EXERCISE → Nothing but the lines from the top of the data to the line holding "Target: soldier's black cap" should be printed, word for word and both ends included; leave the pictures out.

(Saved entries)
+-------+

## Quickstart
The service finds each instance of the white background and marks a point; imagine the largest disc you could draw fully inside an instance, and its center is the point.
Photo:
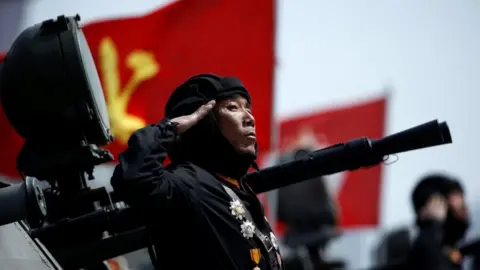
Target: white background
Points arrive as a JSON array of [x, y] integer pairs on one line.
[[427, 53]]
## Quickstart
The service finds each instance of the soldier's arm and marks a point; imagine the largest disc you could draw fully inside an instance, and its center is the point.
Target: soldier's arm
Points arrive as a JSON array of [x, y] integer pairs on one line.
[[427, 252], [140, 177]]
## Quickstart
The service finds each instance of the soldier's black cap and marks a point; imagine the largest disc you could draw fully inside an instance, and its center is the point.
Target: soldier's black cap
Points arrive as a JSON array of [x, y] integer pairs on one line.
[[431, 184], [199, 90]]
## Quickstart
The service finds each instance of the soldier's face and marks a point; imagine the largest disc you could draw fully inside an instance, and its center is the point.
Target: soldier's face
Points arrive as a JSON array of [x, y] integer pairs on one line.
[[237, 124]]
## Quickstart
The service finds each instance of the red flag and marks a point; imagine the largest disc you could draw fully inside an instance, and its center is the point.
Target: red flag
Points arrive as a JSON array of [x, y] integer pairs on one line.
[[141, 60], [357, 192], [10, 143]]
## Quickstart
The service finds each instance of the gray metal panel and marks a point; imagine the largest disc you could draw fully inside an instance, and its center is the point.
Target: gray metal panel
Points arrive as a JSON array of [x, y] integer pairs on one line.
[[11, 14], [19, 252]]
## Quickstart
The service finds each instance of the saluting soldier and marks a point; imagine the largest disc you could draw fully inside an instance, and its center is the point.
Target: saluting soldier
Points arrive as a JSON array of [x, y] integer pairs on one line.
[[200, 212]]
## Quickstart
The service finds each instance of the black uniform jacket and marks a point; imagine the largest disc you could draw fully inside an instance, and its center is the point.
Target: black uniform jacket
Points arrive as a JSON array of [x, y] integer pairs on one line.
[[187, 208], [428, 253]]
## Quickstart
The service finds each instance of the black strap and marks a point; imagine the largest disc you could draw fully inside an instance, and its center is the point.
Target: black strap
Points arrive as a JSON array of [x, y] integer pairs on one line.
[[265, 239]]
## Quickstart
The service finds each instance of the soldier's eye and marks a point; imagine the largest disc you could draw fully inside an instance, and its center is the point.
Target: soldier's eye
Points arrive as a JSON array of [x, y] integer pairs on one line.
[[232, 107]]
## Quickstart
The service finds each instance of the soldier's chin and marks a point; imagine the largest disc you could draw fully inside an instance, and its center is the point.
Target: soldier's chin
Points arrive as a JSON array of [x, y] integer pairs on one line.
[[248, 149]]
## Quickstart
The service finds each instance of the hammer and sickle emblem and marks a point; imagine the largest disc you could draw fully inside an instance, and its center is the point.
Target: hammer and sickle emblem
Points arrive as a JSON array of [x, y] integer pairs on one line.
[[143, 66]]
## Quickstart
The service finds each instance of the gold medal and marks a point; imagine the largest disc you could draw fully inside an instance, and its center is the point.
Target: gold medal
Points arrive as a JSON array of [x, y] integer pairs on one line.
[[255, 255]]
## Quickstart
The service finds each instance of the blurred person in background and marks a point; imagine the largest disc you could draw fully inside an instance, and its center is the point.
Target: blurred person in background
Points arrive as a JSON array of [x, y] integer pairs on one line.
[[442, 220], [200, 212]]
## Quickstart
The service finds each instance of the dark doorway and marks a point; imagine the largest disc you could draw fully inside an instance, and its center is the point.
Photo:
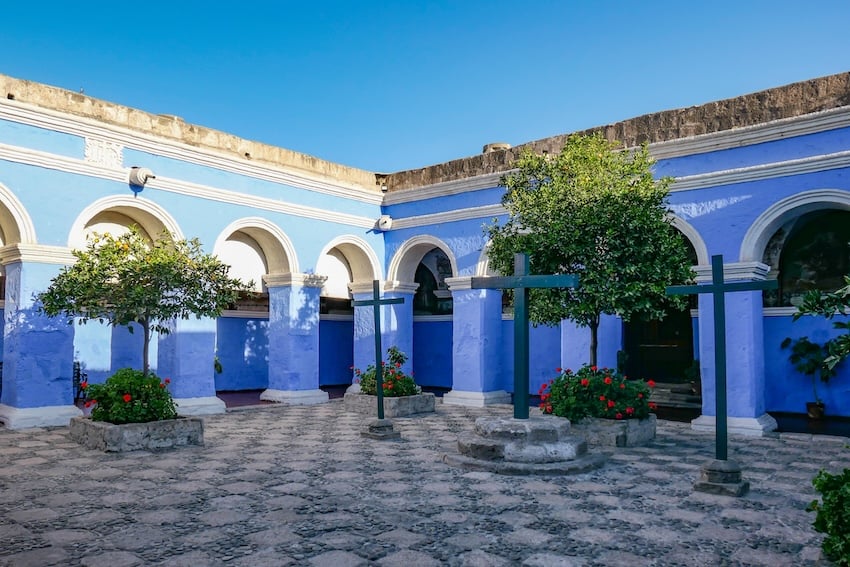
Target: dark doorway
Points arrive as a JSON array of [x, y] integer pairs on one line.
[[660, 350]]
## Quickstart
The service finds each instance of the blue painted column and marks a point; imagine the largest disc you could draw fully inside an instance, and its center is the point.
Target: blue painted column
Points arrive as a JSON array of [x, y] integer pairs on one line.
[[575, 343], [745, 382], [294, 339], [396, 323], [38, 351], [185, 356], [476, 345]]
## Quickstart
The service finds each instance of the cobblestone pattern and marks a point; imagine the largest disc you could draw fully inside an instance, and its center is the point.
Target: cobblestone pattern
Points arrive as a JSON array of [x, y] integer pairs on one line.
[[298, 485]]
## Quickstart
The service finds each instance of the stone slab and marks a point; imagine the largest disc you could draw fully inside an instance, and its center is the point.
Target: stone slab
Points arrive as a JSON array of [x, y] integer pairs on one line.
[[111, 437]]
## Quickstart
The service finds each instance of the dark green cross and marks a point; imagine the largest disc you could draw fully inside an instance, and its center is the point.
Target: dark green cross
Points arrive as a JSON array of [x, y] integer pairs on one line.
[[522, 281], [718, 289], [376, 303]]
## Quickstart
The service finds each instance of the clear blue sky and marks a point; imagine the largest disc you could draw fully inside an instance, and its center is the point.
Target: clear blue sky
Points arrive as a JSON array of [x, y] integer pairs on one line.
[[395, 85]]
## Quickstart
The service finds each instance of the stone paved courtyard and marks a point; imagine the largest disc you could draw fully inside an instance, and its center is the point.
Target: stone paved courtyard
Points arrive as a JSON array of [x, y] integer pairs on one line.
[[300, 486]]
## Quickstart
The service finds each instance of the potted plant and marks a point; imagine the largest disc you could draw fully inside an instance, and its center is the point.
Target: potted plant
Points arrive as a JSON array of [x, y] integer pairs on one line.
[[807, 358], [602, 404], [812, 358], [402, 396]]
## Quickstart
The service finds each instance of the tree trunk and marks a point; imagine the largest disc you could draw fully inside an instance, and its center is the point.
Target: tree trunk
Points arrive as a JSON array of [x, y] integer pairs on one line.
[[146, 347], [594, 329]]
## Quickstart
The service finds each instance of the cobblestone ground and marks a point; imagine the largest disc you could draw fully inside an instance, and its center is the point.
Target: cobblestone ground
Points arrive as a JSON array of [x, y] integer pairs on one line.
[[300, 486]]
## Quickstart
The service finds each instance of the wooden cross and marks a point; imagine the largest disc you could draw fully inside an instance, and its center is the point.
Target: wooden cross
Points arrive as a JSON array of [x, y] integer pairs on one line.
[[376, 303], [718, 289], [522, 282]]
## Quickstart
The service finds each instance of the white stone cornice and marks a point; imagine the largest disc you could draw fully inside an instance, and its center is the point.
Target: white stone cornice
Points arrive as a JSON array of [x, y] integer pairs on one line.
[[755, 134], [37, 254], [33, 115], [400, 287], [749, 271], [290, 279], [36, 158], [486, 181], [459, 283], [486, 211]]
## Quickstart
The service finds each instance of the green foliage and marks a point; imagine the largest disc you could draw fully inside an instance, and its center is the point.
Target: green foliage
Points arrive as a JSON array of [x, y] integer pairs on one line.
[[597, 212], [395, 382], [595, 392], [128, 279], [808, 358], [130, 397], [833, 514], [828, 305]]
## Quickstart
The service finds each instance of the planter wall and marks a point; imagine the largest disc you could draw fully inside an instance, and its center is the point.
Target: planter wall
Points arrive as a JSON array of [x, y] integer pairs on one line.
[[616, 432], [163, 434], [393, 407]]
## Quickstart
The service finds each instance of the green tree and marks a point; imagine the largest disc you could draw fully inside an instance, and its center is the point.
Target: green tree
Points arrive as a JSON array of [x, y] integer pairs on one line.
[[598, 212], [128, 279]]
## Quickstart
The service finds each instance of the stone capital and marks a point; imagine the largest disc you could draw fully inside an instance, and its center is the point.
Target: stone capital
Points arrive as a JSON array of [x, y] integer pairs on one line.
[[735, 271], [294, 278]]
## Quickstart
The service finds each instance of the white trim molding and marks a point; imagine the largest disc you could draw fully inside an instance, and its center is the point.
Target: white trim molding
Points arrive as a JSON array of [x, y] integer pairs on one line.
[[295, 397], [45, 416], [37, 254]]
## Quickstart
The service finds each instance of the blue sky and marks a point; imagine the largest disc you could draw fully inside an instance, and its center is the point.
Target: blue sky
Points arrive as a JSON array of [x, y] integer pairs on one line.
[[396, 85]]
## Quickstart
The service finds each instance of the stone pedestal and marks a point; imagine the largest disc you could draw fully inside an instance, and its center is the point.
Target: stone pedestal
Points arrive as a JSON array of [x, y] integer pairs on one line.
[[538, 445], [722, 477], [381, 429]]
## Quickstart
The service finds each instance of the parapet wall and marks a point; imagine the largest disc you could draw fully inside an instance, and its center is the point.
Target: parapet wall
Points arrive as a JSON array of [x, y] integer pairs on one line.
[[788, 101], [175, 128]]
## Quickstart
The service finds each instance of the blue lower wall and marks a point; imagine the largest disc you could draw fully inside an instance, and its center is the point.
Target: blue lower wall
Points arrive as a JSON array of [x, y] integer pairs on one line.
[[336, 351], [242, 347], [432, 353], [787, 390]]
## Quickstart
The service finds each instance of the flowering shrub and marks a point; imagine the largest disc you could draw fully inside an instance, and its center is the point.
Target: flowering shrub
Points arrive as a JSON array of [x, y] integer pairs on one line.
[[595, 392], [396, 383], [128, 397]]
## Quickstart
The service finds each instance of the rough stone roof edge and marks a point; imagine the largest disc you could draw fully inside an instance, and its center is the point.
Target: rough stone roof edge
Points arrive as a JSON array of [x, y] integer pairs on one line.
[[175, 128], [787, 101]]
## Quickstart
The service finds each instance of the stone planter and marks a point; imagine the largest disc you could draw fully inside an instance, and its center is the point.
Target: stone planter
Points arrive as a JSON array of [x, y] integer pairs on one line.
[[393, 407], [616, 432], [114, 438]]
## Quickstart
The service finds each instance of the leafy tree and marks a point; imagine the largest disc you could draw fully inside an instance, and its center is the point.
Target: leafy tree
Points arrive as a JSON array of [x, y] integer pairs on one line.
[[598, 212], [128, 279]]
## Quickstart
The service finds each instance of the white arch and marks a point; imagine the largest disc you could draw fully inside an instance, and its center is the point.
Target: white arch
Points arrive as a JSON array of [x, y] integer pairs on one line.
[[15, 222], [763, 228], [364, 262], [694, 238], [407, 257], [276, 245], [150, 217]]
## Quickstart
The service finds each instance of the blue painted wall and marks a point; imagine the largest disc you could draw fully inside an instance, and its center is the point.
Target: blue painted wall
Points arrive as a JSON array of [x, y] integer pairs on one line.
[[336, 351], [432, 353]]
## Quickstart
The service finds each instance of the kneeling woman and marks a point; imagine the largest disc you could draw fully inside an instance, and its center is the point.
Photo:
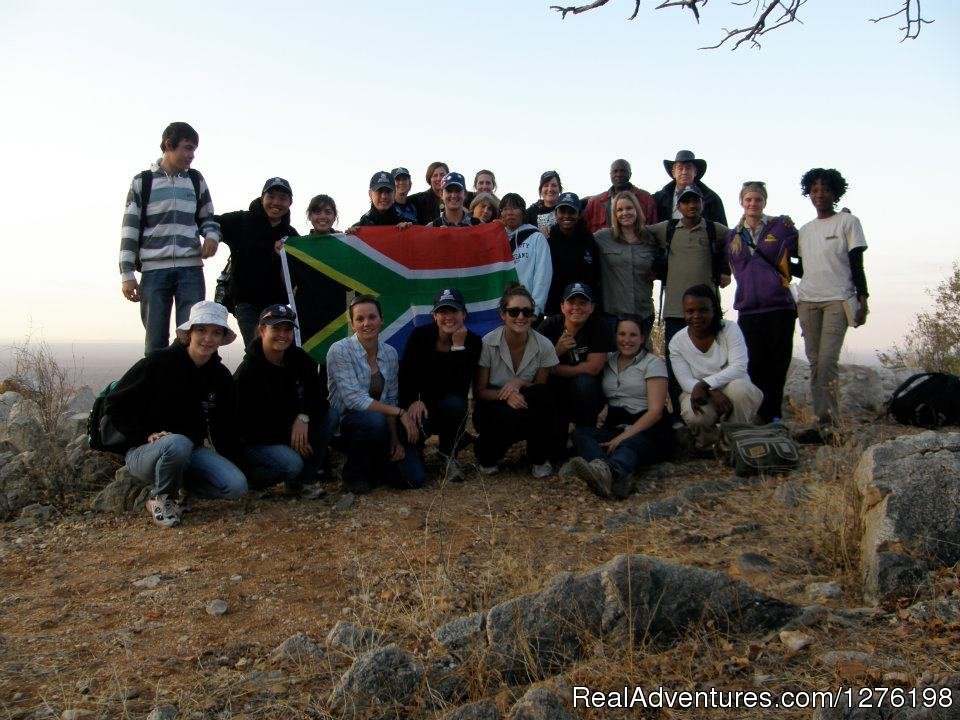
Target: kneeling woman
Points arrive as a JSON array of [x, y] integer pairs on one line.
[[637, 428], [362, 378], [168, 404], [710, 361], [513, 401], [439, 363], [284, 422]]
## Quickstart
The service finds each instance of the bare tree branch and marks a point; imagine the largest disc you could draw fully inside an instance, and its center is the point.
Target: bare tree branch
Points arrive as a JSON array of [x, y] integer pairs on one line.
[[577, 9], [767, 20], [752, 32], [915, 19]]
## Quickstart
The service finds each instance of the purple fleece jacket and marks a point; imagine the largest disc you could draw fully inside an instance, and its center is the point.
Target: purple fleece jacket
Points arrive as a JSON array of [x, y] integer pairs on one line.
[[760, 287]]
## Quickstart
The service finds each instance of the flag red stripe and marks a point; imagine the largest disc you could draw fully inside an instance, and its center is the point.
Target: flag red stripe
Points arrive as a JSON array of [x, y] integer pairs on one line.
[[423, 248]]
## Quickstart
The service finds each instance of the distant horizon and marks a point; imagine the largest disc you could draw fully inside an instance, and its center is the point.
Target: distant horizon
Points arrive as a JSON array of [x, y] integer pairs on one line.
[[86, 108]]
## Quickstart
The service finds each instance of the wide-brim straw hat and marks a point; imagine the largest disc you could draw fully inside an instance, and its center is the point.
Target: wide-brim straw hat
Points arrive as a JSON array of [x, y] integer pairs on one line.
[[686, 156], [206, 312]]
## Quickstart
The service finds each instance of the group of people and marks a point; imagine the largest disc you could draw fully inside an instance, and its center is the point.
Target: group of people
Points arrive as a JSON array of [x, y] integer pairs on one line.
[[574, 339]]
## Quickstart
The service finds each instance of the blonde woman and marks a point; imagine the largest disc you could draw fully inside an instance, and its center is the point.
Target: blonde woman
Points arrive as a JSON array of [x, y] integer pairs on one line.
[[759, 249]]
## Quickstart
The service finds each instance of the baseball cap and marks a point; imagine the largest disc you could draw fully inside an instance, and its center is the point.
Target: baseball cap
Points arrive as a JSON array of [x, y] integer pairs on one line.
[[451, 179], [382, 179], [577, 289], [277, 314], [276, 184], [449, 297]]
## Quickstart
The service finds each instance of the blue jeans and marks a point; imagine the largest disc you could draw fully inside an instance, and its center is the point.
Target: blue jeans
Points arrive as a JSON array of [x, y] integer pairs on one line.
[[671, 326], [365, 438], [248, 317], [268, 465], [447, 418], [641, 449], [579, 398], [158, 290], [172, 463]]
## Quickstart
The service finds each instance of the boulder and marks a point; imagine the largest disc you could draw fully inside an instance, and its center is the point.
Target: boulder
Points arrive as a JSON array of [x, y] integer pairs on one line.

+-------+

EXERCISE ANSWER →
## Quickstart
The service finds each instance of the white background and marks a point; imagine the largest disc you could draw fully inside an instance, and its center is the point.
Photo:
Target: white background
Points arrive as a JSON array of [x, y] integer pairs on one line.
[[427, 53]]
## Quickstart
The service finds each instance of the soldier's arm and marks a point; imagine the largest disc you could draw fully inside an instance, and its center is the point.
Target: soldier's arm
Points arrive as a JSON array of [x, y] integer pairs on one line.
[[427, 252], [140, 177]]
## Quickstart
The service finds each instance of the soldier's black cap and marks a point; imagine the largest disc you could draw fully inside an instance, and its center is the point.
Target: soldier's black cap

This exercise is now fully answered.